• [Problem to work on]
Return each line in the entries below that contains the string "strapless".

** START OF Material shown **

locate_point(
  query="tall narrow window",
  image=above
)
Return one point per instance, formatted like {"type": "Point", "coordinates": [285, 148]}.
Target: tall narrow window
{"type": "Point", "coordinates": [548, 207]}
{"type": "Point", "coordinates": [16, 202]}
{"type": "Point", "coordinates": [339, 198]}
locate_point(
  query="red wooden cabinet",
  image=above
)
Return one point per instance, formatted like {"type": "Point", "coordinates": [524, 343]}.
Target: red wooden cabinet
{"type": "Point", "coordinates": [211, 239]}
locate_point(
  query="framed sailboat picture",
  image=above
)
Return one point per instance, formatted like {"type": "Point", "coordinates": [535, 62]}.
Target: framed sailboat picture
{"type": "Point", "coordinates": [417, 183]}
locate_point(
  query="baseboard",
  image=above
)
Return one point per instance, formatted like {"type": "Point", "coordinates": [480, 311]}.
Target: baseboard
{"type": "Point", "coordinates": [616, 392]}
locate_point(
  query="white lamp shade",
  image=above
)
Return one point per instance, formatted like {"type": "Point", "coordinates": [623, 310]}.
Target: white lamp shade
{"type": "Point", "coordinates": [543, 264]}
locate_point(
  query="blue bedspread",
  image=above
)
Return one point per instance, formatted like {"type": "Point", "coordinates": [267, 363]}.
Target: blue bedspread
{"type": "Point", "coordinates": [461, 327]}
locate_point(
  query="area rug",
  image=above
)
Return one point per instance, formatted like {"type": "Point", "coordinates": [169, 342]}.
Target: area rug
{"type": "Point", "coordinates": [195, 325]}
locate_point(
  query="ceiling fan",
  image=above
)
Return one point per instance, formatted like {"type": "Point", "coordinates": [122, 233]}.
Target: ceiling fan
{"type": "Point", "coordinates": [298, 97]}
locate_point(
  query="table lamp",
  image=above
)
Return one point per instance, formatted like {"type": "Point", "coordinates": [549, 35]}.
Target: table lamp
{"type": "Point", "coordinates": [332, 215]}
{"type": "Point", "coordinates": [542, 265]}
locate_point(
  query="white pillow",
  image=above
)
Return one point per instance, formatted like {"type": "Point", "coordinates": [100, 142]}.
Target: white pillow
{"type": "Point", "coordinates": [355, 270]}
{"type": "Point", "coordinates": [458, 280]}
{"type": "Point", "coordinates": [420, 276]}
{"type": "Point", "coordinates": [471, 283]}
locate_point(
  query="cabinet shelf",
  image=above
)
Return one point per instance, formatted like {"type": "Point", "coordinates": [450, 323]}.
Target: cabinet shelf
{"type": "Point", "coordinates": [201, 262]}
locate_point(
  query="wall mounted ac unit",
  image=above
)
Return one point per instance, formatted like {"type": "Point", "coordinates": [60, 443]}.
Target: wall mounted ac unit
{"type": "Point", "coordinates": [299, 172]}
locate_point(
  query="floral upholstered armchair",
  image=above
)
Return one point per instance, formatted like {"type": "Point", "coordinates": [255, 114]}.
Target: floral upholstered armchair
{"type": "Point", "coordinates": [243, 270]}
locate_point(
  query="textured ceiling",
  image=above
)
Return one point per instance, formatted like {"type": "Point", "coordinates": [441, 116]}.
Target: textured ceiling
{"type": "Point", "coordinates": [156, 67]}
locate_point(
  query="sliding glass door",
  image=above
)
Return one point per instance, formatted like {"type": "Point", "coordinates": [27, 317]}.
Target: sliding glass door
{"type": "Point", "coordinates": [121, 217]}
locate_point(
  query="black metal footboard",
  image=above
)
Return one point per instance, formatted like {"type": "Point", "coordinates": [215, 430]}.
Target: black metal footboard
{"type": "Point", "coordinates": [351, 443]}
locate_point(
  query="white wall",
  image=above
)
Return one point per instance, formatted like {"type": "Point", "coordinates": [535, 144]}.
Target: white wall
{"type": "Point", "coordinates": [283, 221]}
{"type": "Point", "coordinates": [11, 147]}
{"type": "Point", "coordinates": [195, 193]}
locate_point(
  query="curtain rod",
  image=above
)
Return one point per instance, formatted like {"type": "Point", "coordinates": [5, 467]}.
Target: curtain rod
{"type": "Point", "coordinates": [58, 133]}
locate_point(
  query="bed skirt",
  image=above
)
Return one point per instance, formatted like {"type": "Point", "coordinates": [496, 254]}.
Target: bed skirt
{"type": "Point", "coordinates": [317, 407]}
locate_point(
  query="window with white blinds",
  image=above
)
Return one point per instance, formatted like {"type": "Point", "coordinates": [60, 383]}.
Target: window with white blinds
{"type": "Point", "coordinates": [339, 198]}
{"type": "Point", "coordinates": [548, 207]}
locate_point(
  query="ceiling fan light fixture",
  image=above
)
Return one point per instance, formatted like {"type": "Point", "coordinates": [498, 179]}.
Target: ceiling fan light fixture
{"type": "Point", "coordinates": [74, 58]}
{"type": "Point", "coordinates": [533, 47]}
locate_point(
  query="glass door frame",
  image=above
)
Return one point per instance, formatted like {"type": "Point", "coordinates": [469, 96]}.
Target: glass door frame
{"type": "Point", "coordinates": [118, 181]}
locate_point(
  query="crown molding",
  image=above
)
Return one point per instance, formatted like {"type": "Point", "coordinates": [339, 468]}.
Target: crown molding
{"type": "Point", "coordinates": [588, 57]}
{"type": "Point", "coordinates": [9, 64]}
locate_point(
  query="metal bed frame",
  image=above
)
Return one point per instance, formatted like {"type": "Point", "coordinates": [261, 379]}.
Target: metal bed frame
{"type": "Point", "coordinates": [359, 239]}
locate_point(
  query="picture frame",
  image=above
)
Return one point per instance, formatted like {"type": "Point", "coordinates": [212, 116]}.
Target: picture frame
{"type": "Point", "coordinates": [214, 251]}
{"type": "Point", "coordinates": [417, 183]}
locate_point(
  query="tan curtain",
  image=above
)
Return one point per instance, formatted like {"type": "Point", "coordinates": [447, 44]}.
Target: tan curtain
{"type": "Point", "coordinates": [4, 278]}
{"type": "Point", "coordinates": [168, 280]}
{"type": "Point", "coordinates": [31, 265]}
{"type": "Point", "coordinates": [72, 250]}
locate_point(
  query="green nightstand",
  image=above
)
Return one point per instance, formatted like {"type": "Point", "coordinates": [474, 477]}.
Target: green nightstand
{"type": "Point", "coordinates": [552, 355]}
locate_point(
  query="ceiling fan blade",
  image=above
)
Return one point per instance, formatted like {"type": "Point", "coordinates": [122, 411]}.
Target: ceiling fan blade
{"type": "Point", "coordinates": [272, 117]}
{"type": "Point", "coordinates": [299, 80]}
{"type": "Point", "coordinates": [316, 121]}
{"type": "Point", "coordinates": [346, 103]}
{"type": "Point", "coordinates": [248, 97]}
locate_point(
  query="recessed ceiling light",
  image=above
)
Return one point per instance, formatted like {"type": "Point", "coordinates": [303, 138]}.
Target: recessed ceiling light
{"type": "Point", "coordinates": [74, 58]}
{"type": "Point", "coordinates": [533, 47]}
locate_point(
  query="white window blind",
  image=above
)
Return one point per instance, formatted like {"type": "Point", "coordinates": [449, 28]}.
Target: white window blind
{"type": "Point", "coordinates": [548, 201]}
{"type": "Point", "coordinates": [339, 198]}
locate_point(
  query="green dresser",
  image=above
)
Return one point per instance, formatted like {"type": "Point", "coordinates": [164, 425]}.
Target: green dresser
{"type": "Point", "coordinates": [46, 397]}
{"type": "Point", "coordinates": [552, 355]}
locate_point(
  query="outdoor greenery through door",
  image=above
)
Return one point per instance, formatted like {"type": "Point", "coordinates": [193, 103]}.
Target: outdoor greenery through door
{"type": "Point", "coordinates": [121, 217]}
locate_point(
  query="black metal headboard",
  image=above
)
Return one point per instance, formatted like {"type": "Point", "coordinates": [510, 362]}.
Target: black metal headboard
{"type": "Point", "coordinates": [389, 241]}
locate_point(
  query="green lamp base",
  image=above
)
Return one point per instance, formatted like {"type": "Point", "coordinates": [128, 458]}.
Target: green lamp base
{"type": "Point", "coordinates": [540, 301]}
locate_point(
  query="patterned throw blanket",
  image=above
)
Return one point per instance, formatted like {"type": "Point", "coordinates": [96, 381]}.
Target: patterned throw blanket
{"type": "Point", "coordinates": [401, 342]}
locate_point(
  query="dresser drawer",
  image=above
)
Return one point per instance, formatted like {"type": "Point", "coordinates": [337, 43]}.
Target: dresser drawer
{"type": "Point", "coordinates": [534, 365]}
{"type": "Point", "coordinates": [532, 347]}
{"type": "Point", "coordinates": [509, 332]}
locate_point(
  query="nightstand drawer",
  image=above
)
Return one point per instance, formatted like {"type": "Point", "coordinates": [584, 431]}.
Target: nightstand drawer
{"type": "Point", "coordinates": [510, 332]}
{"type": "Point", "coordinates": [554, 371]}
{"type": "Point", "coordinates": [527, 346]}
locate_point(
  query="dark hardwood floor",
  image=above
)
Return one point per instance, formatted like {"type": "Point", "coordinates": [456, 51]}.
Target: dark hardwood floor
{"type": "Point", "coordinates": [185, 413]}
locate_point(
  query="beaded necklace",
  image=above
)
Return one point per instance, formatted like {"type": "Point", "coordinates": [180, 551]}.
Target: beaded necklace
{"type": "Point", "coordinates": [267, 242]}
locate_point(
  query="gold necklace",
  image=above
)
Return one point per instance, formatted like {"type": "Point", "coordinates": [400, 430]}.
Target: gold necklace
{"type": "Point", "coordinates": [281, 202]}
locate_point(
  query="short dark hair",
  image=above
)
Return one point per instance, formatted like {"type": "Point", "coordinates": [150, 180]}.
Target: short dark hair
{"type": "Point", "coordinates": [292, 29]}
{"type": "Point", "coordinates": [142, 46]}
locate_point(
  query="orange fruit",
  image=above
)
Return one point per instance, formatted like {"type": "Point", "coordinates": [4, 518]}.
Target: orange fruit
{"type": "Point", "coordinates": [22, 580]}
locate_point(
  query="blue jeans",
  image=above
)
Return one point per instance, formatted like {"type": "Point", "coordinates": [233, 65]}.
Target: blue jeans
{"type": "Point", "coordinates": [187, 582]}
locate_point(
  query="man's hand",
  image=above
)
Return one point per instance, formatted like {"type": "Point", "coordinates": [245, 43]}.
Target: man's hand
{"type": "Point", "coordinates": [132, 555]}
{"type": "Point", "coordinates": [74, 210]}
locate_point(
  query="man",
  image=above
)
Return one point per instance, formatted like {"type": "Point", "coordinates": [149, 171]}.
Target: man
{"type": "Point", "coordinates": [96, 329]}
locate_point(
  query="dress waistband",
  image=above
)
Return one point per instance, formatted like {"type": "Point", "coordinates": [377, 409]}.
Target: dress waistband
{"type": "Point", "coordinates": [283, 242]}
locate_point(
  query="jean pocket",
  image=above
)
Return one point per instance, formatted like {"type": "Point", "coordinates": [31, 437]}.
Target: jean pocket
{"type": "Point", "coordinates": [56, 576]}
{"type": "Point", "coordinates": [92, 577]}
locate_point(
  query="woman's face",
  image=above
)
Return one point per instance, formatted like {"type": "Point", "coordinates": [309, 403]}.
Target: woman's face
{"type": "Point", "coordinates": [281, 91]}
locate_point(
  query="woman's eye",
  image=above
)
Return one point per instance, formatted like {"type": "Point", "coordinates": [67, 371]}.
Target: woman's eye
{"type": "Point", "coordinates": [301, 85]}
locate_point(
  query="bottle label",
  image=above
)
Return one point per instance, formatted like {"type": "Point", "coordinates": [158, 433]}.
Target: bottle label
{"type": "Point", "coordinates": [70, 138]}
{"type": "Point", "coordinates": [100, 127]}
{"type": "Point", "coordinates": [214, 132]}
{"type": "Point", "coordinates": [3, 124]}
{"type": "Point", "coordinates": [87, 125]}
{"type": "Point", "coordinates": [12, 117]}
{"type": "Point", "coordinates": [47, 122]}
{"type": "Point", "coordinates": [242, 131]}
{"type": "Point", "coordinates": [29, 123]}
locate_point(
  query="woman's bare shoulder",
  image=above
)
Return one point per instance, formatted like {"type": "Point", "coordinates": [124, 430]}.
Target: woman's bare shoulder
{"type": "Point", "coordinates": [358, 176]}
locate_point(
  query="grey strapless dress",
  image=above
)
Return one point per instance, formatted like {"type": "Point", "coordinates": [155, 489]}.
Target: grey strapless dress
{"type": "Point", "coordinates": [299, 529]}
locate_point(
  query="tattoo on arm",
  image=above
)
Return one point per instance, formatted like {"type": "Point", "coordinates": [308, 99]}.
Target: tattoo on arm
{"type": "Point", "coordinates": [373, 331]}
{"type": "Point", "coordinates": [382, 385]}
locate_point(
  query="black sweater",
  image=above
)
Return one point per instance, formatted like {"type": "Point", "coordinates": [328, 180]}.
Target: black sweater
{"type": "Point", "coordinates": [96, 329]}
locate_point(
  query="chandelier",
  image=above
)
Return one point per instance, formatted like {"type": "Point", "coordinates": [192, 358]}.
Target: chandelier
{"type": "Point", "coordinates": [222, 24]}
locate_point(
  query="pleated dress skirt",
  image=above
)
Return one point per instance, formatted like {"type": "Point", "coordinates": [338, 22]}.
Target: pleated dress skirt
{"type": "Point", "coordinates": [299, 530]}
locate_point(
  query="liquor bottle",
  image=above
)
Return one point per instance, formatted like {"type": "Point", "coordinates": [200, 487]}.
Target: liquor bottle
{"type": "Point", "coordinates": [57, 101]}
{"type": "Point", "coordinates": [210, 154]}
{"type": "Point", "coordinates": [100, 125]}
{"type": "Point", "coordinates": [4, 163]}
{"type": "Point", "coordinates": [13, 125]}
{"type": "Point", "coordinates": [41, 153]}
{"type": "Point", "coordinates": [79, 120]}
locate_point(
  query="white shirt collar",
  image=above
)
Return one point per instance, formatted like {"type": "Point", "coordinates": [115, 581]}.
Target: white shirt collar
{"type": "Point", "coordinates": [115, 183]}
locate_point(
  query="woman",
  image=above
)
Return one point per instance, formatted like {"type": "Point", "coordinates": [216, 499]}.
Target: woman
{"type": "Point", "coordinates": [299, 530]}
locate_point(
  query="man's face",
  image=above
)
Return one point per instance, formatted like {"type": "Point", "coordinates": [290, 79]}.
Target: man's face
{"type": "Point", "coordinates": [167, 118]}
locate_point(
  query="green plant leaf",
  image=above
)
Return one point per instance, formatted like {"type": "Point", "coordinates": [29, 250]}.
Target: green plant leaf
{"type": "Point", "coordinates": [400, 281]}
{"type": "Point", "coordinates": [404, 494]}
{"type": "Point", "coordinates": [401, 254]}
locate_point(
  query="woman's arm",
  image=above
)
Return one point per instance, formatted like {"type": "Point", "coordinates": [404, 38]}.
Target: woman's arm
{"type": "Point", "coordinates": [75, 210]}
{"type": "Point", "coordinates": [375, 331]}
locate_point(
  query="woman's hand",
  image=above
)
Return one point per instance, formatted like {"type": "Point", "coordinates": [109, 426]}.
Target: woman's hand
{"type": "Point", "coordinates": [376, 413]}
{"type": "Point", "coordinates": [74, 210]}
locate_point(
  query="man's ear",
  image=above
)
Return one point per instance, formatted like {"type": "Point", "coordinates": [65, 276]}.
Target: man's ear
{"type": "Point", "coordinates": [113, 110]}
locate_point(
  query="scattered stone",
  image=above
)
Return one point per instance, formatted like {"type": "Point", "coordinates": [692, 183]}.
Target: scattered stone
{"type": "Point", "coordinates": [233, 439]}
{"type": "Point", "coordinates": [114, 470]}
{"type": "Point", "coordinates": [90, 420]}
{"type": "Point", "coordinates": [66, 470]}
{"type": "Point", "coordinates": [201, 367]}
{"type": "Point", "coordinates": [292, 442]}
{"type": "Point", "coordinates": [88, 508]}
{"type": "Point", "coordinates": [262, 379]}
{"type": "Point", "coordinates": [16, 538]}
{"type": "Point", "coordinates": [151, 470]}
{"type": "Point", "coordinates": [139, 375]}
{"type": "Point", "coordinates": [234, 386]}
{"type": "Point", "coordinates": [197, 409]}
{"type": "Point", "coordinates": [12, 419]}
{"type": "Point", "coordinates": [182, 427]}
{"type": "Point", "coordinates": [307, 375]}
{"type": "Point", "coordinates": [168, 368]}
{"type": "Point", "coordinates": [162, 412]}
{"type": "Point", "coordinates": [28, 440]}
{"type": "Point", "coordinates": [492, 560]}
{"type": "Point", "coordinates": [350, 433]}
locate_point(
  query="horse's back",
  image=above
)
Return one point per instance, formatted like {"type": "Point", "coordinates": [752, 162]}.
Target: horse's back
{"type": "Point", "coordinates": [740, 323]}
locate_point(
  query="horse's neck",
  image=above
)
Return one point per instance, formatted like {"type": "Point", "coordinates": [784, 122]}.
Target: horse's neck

** END OF Material shown **

• [Finished exercise]
  query="grey strapless dress",
Target: grey strapless dress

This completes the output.